• _EXTRACT_
-------------------------
# On-Chain Clustering
In this notebook, we take care of clustering BTC addresses and entities based on their interaction with the LN. At the end, we will have a mapping between BTC entities and "components" (either star, snake, collector or proxy), that will be needed in the linking heuristics. The sections are:

1. Create On-Chain Clusters
    - 1.1 ...
    - 1.2 ...
2. Verify and Sort Mapping

# 1. Create on-chain Clusters [Bernhard]
Here we present how we obtain on-chain clusters of BTC entities based on their opening/closing channels in the LN.

In [None]:
# inputs: funding_addresses_csv_file, settlement_addresses_csv_file
# outputs: star_file, snake_file, collector_file, proxy_file, funding_address_entity_file, settlement_address_entity_file

# 2. Verify and Sort Mapping

Here we make sure that there is no entity overlap between components and then we create a unique identifier for each component.

#### Inputs (made available):
- `patterns_files` (stars, snakes, collectors, proxies)

#### Outputs (made available):
- `patterns_sorted_files` (stars, snakes, collectors, proxies)

In [8]:
import sys
sys.path.append("..")

from utils import df_to_two_dicts, patterns_list, write_json

# input files
from utils import patterns_files # stars, snakes, collectors, proxies

# output files
from utils import patterns_sorted_files

import pandas as pd

In [3]:
pattern_double_mapping = dict() # entity-star, star-entity
for pattern in patterns_list:
    pattern_double_mapping[pattern] = df_to_two_dicts(pd.read_csv(patterns_files[pattern])) 

In [4]:
# check that there is no entity overlap between stars, snakes, collectors and proxies
print('overlap of entities snakes-stars:')
print(len(set(pattern_double_mapping['snakes'][0]).intersection(set(pattern_double_mapping['stars'][0]))))
print('overlap of entities snakes-proxies:')
print(len(set(pattern_double_mapping['snakes'][0]).intersection(set(pattern_double_mapping['proxies'][0]))))
print('overlap of entities snakes-collectors:')
print(len(set(pattern_double_mapping['snakes'][0]).intersection(set(pattern_double_mapping['collectors'][0]))))
print('overlap of entities proxies-collectors:')
print(len(set(pattern_double_mapping['proxies'][0]).intersection(set(pattern_double_mapping['collectors'][0]))))

overlap of entities snakes-stars:
0
overlap of entities snakes-proxies:
0
overlap of entities snakes-collectors:
0
overlap of entities proxies-collectors:
0


In [5]:
# create a unique identifier for each component
i = 1  # to avoid negative zero
component_sorted_mapping_dict = dict()
for pattern in patterns_list:
    component_sorted_mapping_dict[pattern] = dict()
    for component in pattern_double_mapping[pattern][1] :
        component_sorted_mapping_dict[pattern][component] = i
        i += 1
    print(pattern, 'till', i)

stars till 53
snakes till 5691
collectors till 7167
proxies till 8156


In [9]:
# write to file
for pattern in patterns_list:
    write_json(component_sorted_mapping_dict[pattern], patterns_sorted_files[pattern], True)
-------------------------
• _SUPPLIED DATA_

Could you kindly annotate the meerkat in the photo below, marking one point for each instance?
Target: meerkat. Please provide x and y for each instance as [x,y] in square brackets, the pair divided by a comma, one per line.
-------------------------
• _INSTRUCTIONS TO FOLLOW_
Rewrite the part of the on-chain clustering notebook starting with "# 1. Create" and going on through "channels in the LN.", swapping "opening/closing channels" for "channel openings and closings".

• _THE COMPLETED TASK_
# 1. Create on-chain Clusters [Bernhard]
Here we present how we obtain on-chain clusters of BTC entities based on their channel openings and closings in the LN.